Para o setor ferroviário de passageiros, o início do governo de Jair Bolsonaro contrasta-se com o que se tornou a gestão na área de mobilidade urbana nos últimos quatro anos. Em janeiro de 2019, o otimismo reinou com a nomeação de Jean Carlos Pejo, então secretário geral da Associação Latino-Americana de Ferrovias (Alaf) e com bastante articulação dentro do setor ferroviário, para Secretário Nacional de Mobilidade e Serviços Urbanos (Semob), organismo vinculado ao Ministério de Desenvolvimento Regional. Durante seu mandato, Pejo conseguiu algumas vitórias, como a criação da linha de financiamento Retrem, para a compra de trens de metrô e metropolitanos por meio de recursos do FGTS e do FAT (Fundo de Amparo do Trabalhador). A iniciativa, no entanto, não gerou contratos – até o momento nenhuma operadora usufruiu do crédito.

LISTA DE DADOS:
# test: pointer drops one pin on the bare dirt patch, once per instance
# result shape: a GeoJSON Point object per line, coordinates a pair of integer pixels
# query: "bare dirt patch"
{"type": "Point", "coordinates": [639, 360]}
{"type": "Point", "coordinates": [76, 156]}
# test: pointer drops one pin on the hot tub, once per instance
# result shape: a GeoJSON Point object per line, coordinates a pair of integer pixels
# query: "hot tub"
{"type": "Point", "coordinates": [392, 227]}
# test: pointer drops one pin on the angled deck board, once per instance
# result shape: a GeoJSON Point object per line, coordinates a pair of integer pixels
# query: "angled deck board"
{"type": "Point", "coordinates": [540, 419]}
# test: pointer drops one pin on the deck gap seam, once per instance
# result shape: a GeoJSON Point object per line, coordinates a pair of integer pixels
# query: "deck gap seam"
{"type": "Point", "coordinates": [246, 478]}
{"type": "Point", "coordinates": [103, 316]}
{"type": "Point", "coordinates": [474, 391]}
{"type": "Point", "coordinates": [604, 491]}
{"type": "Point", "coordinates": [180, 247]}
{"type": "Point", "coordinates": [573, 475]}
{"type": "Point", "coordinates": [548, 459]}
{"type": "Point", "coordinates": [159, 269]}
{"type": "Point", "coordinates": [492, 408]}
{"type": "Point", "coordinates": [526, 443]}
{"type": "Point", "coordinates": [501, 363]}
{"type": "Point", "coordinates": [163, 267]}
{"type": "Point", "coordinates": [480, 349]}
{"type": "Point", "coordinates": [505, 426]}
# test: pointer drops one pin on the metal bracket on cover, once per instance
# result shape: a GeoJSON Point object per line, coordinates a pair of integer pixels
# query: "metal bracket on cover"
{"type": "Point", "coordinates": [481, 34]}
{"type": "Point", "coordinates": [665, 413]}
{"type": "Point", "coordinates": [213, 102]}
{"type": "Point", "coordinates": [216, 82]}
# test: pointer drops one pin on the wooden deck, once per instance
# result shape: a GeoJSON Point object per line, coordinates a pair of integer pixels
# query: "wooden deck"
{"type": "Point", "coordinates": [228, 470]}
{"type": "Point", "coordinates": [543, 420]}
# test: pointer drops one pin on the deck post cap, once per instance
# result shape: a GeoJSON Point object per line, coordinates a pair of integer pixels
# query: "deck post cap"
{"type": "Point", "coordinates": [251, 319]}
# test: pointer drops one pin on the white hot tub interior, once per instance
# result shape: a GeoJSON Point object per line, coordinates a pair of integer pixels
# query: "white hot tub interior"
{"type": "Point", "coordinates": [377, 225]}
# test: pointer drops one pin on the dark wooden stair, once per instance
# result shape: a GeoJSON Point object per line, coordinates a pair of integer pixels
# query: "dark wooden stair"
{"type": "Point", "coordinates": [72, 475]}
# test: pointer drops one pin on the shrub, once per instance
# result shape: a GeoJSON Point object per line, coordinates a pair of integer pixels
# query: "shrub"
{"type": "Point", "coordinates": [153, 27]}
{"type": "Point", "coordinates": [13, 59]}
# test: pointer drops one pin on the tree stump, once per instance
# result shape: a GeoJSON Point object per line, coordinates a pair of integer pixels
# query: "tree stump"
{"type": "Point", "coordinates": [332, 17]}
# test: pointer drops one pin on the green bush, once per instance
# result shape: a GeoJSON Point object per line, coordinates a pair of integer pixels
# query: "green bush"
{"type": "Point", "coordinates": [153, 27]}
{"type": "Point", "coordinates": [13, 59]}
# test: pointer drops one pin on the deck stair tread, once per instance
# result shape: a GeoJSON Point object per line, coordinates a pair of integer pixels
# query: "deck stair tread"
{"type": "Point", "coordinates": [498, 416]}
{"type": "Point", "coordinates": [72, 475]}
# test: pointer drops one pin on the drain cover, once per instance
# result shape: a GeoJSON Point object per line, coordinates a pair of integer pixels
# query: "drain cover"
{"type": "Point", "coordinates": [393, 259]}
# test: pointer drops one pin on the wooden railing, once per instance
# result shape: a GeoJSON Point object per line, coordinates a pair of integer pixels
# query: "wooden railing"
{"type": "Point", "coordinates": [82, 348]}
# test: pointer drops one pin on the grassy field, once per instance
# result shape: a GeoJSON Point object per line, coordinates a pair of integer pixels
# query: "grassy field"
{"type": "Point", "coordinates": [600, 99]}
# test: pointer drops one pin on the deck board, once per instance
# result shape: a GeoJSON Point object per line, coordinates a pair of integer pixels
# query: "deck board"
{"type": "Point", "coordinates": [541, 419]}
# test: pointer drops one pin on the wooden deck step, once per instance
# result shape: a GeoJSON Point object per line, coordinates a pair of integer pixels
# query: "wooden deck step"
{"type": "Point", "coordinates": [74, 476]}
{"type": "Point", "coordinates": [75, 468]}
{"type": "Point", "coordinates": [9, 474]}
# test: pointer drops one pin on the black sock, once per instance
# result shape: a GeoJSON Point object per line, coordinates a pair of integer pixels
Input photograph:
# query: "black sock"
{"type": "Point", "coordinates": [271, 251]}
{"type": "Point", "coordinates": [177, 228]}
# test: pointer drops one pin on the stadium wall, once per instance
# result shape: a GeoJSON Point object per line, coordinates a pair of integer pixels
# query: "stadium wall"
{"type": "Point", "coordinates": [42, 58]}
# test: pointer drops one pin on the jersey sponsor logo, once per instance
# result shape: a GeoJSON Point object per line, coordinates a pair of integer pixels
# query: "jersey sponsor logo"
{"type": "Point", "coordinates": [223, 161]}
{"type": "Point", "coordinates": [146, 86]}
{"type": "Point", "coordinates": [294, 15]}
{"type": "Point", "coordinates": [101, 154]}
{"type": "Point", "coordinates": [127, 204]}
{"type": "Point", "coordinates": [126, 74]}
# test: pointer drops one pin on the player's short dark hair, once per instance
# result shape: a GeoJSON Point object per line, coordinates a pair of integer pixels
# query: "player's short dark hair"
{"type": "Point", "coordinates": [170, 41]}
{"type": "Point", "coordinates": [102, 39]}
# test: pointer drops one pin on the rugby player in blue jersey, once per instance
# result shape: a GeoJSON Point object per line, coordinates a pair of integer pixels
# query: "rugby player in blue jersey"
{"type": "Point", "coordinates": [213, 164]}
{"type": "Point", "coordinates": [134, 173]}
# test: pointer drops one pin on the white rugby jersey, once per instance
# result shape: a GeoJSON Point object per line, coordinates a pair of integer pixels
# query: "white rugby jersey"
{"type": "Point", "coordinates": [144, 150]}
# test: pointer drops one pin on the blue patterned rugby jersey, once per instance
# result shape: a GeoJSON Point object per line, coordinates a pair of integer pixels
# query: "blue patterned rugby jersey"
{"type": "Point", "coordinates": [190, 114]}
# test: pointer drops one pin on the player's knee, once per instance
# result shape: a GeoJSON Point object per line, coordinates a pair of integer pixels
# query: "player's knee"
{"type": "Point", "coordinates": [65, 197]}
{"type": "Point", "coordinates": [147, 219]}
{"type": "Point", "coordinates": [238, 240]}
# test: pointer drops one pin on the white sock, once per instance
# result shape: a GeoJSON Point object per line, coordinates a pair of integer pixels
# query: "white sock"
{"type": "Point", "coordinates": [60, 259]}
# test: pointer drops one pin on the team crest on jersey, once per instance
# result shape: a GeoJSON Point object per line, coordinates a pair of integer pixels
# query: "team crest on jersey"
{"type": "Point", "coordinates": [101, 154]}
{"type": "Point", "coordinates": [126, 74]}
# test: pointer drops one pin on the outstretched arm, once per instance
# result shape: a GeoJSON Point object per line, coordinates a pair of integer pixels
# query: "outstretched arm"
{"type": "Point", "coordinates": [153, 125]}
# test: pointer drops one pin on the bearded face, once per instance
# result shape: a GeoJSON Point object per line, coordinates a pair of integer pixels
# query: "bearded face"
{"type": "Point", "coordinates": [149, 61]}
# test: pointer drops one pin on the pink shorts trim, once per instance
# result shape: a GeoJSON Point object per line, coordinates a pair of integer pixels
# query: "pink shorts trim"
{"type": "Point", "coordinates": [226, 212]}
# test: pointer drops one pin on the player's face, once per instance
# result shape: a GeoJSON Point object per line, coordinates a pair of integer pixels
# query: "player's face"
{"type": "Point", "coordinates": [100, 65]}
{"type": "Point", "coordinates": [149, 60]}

INSTRUÇÕES DE TRABALHO:
A: Segundo o trecho sobre o setor ferroviário, que linha de financiamento para a compra de trens de metrô e metropolitanos foi criada durante o mandato de Jean Carlos Pejo?
B: Prossiga com o trecho sobre o setor ferroviário de passageiros, começando logo após a última frase dele.

RESULTADOS POR TAREFA:
A: A linha de financiamento Retrem.

B:
O mandato de Pejo durou apenas sete meses. O que se viu depois disso foi uma dança das cadeiras na secretaria, culminando, em 2020, na fusão da Semob com a Secretaria de Desenvolvimento Regional e Urbano. A mudança foi vista pelo setor como um processo de “downgrade”, uma perda de status e de interesse do governo com o segmento de mobilidade urbana. Para completar, na proposta orçamentária do governo Bolsonaro para o próximo ano, encaminhada ao Congresso Nacional, várias áreas de infraestrutura sofreram cortes significativos. Especificamente na mobilidade urbana, os recursos saíram de R$ 112,7 bilhões em 2022 para R$ 7,5 bilhões em 2023.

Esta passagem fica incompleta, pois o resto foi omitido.